§ WHAT IS BEING ASKED
Please reproduce every one of the records below word for word, changing nothing.

(Extracted data entries)
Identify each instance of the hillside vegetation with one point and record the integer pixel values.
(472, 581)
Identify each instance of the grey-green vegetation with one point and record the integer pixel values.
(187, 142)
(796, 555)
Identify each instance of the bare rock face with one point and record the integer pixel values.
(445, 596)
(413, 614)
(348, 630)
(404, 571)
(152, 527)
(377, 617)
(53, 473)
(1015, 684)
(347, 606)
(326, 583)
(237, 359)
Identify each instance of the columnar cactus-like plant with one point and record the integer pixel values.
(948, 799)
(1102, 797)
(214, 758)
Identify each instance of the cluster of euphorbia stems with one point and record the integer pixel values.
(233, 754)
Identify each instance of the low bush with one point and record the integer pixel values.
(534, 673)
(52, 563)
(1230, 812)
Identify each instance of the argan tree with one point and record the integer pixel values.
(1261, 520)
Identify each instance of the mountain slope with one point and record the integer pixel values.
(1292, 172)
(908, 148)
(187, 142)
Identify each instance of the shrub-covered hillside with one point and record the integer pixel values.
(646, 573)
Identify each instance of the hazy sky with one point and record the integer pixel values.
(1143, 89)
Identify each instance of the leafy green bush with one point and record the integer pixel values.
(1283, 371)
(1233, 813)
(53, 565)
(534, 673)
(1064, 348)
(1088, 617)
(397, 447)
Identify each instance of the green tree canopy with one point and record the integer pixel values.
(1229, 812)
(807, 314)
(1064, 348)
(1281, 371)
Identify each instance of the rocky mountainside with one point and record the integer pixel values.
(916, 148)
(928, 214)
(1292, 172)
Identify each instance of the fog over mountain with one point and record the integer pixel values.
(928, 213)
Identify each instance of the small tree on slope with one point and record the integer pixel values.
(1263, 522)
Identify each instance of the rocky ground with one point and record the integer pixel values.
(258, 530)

§ SOLUTION TO THIS TASK
Identify each instance of the hillside vegetation with one point and record the integer pixel values.
(472, 581)
Identify each instance of the grey-green vegetation with one point and record the integer pixel values.
(187, 142)
(796, 555)
Identify each instance of the bare rock face with one point and record the integer pixel values.
(445, 596)
(413, 614)
(348, 630)
(404, 571)
(152, 527)
(377, 617)
(53, 473)
(1015, 684)
(347, 606)
(326, 583)
(237, 359)
Identify each instance of the columnar cactus-like plant with one point and record the integer pixel values.
(948, 799)
(1102, 797)
(214, 758)
Identify each instance of the cluster of euphorbia stems with one point and record the integer pixel values.
(233, 754)
Identify each instance of the low bush with one point and record the integer pixel values.
(534, 673)
(52, 563)
(1230, 812)
Identify each instance of the argan tree with one point and record the integer pixel values.
(1261, 520)
Identify each instance of the mountain slope with one point and record the integer pixel values.
(1292, 172)
(908, 148)
(187, 142)
Identify each instance of the shrub-covered hillside with one point and record the integer pixel values.
(646, 573)
Identify each instance of the hazy sky with one point and record the integer pixel values.
(1143, 89)
Identify each instance of the leafy green bush with one point and record the integer pixel values.
(1283, 371)
(1233, 813)
(53, 565)
(534, 673)
(1064, 348)
(1088, 617)
(397, 447)
Identify each instance of the green tree canopy with one point and record the integer pixel values.
(1229, 812)
(807, 314)
(1064, 348)
(1281, 371)
Identify each instance of the rocky mountainside with one point and record the integer pixel values.
(916, 148)
(928, 214)
(1292, 172)
Identify each instance of the fog over mountain with one point and record the integer pixel values.
(928, 213)
Identify each instance of the small tree on slope with one point and record the integer pixel values.
(1263, 522)
Identify each instance of the rocky ground with one point and record the integer pixel values.
(258, 530)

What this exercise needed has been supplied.